* **Условия задания**:
1. Кому, согласно тексту о переправе через Днепр, доложили, что Безродная совсем не умеет плавать?
2. Напишите продолжение текста о переправе через Днепр, начиная сразу после последней реплики Людмилы.

* **Исходный текст**:
Поняла! Да разве могла не понять меня эта отважная дивчина, так же, как и я, ушедшая на фронт добровольно, несколько дней назад солгавшая командиру полка, что она прекрасно плавает, что Днепр перемахнуть для нее — сущий пустяк! А на самом деле воды боялась пуще огня и в жизни своей ни разу в речку выше колен не входила. Но когда решался вопрос, кому из полковых медиков первым форсировать Днепр и на правом берегу возглавить передовой медицинский пункт, она сказала твердо: «Пойду я».
Майору Кузминову все же доложили, что Безродная плавать совершенно не умеет. Он хотел было заменить ее, но Людмила взмолилась:
— Товарищ командир, это неправда, плавать я умею! Не оставляйте меня на левом берегу. Со мною переправятся Фатима Додоева, Поля Гетман, Тося Таран. Вы их хорошо знаете, это смелые девушки, и мне с ними будет легче. Оставаться же здесь страшно, ей-богу!

* **Данные**:
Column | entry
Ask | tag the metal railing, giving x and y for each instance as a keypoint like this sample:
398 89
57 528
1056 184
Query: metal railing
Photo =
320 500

* **Письменные ответы**:
1. Майору Кузминову.

2.
Кузминов посмотрел на Безродную и подумал: «А ведь плавать она действительно не умеет». Но промолчал. А когда она ушла, приказал старшему врачу, чтобы лично проверил плоты и лодки, на которых будут переправляться санитары, и чтобы с Безродней не спускали глаз те, кто хорошо плавает.
К Людмиле Ивановне Безродной мы питали глубокое уважение за ее душевную чуткость и доброту, самостоятельность и серьезность, за то, что, спасая раненых, не оглядывалась на разрывы мин и снарядов.
Между нами, разведчиками, и Людмилой Ивановной установились самые дружеские отношения. Не однажды она шла нам навстречу: соглашалась не отправлять в тыл раненого бойца, тайком долечивая его в санроте. Понимала, как жалко нам было терять отважного, опытного разведчика и как тому не хотелось расставаться с родным взводом, полковой семьей, с товарищами по оружию, ставшими роднее родных.
В канун нового 1944 года разведчики преподнесли Людмиле Ивановне «подарок» от Деда Мороза: небольшую пушистую елочку с трофейными шоколадками, завернутыми в серебряную и золотистую фольгу. Она была тронута до слез.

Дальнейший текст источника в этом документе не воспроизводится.